EXERCISE DIRECTIONS: Output the lines below as a Markdown table with the columns No. and Line, numbering each row and skipping any blank lines.

MATERIAL FOR THIS EXERCISE:
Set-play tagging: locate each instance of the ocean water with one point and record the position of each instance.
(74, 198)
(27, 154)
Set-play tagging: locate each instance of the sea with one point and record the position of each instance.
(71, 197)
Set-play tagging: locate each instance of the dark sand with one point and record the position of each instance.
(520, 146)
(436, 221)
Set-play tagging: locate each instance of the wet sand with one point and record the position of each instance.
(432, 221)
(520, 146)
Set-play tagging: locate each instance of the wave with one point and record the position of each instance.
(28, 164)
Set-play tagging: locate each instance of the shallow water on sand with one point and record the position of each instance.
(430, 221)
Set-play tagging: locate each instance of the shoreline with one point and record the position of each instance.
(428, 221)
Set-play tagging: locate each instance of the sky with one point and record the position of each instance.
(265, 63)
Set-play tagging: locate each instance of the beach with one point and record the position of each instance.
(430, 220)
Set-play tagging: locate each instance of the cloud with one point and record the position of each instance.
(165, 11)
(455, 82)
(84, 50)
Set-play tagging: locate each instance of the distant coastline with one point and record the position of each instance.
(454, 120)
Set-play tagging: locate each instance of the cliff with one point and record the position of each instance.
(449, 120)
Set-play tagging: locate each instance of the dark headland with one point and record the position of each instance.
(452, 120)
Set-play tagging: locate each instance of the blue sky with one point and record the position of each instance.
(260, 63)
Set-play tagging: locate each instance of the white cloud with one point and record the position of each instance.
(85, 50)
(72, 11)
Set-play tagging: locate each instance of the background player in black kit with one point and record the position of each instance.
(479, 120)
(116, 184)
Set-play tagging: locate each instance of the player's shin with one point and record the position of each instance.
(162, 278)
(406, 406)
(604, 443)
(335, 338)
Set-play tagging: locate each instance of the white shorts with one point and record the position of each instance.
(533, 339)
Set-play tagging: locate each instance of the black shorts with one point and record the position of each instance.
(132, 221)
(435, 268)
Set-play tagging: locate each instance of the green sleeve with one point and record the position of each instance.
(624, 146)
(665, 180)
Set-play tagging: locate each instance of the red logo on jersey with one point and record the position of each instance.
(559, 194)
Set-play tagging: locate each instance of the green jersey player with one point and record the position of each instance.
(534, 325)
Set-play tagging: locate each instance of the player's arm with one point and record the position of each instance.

TASK RESULT:
| No. | Line |
|---|---|
| 1 | Set-play tagging: locate each instance of the ocean water with one point and record the position of each instance. |
| 2 | (74, 198) |
| 3 | (27, 154) |
| 4 | Set-play tagging: locate each instance of the sea with one point and record the position of each instance. |
| 5 | (71, 197) |
| 6 | Set-play tagging: locate each instance of the dark sand with one point and record the position of each instance. |
| 7 | (520, 146) |
| 8 | (436, 221) |
| 9 | Set-play tagging: locate each instance of the wet sand with one point and record the position of each instance. |
| 10 | (432, 221) |
| 11 | (520, 146) |
| 12 | Set-play tagging: locate each instance of the wave with one point and record the position of each instance. |
| 13 | (28, 164) |
| 14 | Set-play tagging: locate each instance of the shallow water on sand with one point and record the position of each instance. |
| 15 | (430, 221) |
| 16 | Set-play tagging: locate each instance of the shoreline with one point and record the position of each instance. |
| 17 | (428, 221) |
| 18 | Set-play tagging: locate each instance of the sky with one point and record the position of each instance. |
| 19 | (265, 63) |
| 20 | Set-play tagging: locate each instance of the beach with one point and record the position of each instance. |
| 21 | (430, 220) |
| 22 | Set-play tagging: locate each instance of the cloud with one point and record the position of each instance. |
| 23 | (165, 11) |
| 24 | (455, 82) |
| 25 | (84, 50) |
| 26 | Set-play tagging: locate each instance of the distant coastline with one point and record the position of each instance. |
| 27 | (454, 120) |
| 28 | Set-play tagging: locate each instance of the cliff with one point and record the position of each instance. |
| 29 | (449, 120) |
| 30 | Set-play tagging: locate each instance of the dark headland with one point and record the position of each instance. |
| 31 | (452, 120) |
| 32 | Set-play tagging: locate each instance of the blue sky with one point and record the position of each instance. |
| 33 | (260, 63) |
| 34 | Set-play tagging: locate each instance of the white cloud with one point and record the position of each instance. |
| 35 | (85, 50) |
| 36 | (72, 11) |
| 37 | Set-play tagging: locate each instance of the background player in black kit with one point and record the position of each instance. |
| 38 | (479, 120) |
| 39 | (116, 184) |
| 40 | Set-play tagging: locate each instance of the player's shin with one point and record the position of each instance. |
| 41 | (162, 278) |
| 42 | (406, 406) |
| 43 | (604, 443) |
| 44 | (335, 338) |
| 45 | Set-play tagging: locate each instance of the white shorts with one point and record the position of each instance. |
| 46 | (533, 339) |
| 47 | Set-play tagging: locate each instance of the black shorts with one point and record the position of each instance. |
| 48 | (132, 221) |
| 49 | (435, 268) |
| 50 | Set-play tagging: locate each instance of the green sleeve with one point and record the position of each instance. |
| 51 | (624, 146) |
| 52 | (665, 180) |
| 53 | Set-play tagging: locate each instance of the red logo on jersey with one point and record the position of each instance. |
| 54 | (559, 194) |
| 55 | Set-play tagging: locate each instance of the green jersey player with one point and record the position of each instance. |
| 56 | (534, 325) |
| 57 | Set-play tagging: locate each instance of the player's arm with one point and record the position of each instance. |